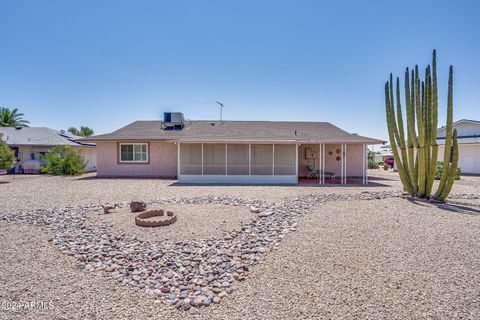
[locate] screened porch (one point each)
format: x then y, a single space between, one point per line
272 163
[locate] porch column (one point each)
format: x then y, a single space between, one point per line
249 159
273 159
226 158
363 163
341 164
202 158
178 160
345 164
366 163
296 161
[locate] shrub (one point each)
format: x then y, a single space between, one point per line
439 171
7 157
372 164
63 161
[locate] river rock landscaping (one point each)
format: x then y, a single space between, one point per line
187 274
211 273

--*--

▶ **Task objective**:
Report back every line of the entries in which "porch" occurs.

▶ **Response to the task**:
[locate] screened porch (one point each)
[locate] porch column (one point each)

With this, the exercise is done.